Arrange the entries below as a JSON list of strings, with one string per line and blank lines omitted.

* * *

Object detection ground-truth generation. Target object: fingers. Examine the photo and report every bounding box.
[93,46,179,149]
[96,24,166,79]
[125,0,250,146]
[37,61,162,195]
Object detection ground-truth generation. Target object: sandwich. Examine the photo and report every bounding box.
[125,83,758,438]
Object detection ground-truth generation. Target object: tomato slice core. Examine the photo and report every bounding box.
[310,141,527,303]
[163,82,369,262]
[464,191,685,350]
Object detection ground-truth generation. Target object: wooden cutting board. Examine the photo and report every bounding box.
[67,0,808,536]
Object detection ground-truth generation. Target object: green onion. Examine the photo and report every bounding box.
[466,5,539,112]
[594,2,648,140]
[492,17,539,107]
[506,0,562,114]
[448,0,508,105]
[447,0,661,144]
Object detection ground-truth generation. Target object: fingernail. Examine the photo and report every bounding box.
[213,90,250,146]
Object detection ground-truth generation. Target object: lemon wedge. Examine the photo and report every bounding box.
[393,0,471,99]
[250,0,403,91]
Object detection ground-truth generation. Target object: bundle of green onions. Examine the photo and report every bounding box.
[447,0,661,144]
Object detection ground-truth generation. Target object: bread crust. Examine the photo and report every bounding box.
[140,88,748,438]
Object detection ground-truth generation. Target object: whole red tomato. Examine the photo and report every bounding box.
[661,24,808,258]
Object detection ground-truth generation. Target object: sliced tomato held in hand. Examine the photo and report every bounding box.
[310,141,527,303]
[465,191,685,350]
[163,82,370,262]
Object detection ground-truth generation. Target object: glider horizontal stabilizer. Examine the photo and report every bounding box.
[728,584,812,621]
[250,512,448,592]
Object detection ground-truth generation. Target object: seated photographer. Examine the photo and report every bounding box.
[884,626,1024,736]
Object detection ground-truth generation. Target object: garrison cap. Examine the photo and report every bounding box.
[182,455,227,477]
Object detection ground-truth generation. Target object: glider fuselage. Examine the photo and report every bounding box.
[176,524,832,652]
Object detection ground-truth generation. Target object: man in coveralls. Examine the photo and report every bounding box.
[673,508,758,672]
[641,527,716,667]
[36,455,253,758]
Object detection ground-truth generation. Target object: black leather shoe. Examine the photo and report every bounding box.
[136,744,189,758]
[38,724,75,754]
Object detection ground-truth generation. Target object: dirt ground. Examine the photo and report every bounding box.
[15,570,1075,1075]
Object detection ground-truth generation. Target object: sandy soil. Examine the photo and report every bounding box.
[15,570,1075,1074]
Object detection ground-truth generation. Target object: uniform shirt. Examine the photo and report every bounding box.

* * *

▸ **EXERCISE RESULT**:
[
  "Object detection ground-truth generation. Target object: fingers. Examine the photo and report every bounding box.",
  "[93,46,179,149]",
  "[96,24,166,79]",
  "[125,0,250,146]",
  "[37,61,162,195]",
  "Object detection ground-truth generation. Target object: sandwich. Examine the photo and report every bounding box.",
  "[125,83,758,438]",
  "Object detection ground-truth generation. Target object: tomato slice core. Examine the photo and report every bounding box.",
  "[310,141,527,303]",
  "[163,82,369,262]",
  "[464,191,685,350]",
  "Object detection ground-truth generation. Target object: wooden cutting board. Examine the photo and report every bounding box.",
  "[67,0,808,536]",
  "Object detection ground-truth generation. Target object: green onion. Examine the photo and report every bounding box.",
  "[466,5,539,112]",
  "[594,2,648,140]",
  "[492,17,539,107]",
  "[506,0,562,114]",
  "[448,0,508,105]",
  "[447,0,661,144]",
  "Object detection ground-truth generation. Target object: fingernail. Examine the photo and report every bounding box.",
  "[213,90,250,146]",
  "Object detection ground-truth generation. Target object: lemon wedge. Examine the photo and report every bounding box.",
  "[393,0,471,99]",
  "[250,0,403,91]",
  "Object detection ground-truth generation. Target object: bundle of green onions. Examine the photo and report every bounding box.",
  "[447,0,661,144]",
  "Object detection ground-truth generation. Target object: bread crust. Examine the photo and report every bounding box.",
  "[140,88,748,438]",
  "Object detection ground-truth generation. Target object: whole red tomato. Examine the photo and report every bounding box.",
  "[661,24,808,258]",
  "Object detection ground-truth generation. Target object: sliced tomato held in hand. Examine the photo and report every bounding box.",
  "[310,141,527,303]",
  "[465,191,685,350]",
  "[163,82,370,262]",
  "Object detection ground-truth generation. Target object: glider horizontal stabilizer. Examine the photo and report every bounding box.",
  "[728,584,812,621]",
  "[250,512,448,592]",
  "Object detection ground-truth generation. Target object: seated photographer. Examine the photo and report every bounding box.",
  "[884,626,1024,736]",
  "Object detection ground-truth generation. Target object: garrison cap. Examine the photo and report every bounding box.",
  "[182,455,227,477]",
  "Object detection ground-truth generation. Target object: glider fuselage. Examine the photo and report every bounding box.",
  "[176,524,832,652]",
  "Object detection ground-truth generation. Target object: man in coveralls. Examine the photo and report every bounding box.",
  "[673,508,758,672]",
  "[641,527,716,667]",
  "[36,455,253,758]",
  "Object detection ground-truth generation. Target object: black leather shoe. Examine the photo and report every bounding box.",
  "[136,744,189,758]",
  "[38,724,75,754]",
  "Object detection ground-truth generation. Target object: dirt ground. Examine the photo and report every bounding box.",
  "[15,570,1075,1075]",
  "Object detection ground-truth generation. Target object: sandy soil. Examine the photo and report every bounding box.",
  "[15,570,1075,1074]",
  "Object detection ground-truth generation. Target object: uniform shirt. Examine the photo and report every bounding box."
]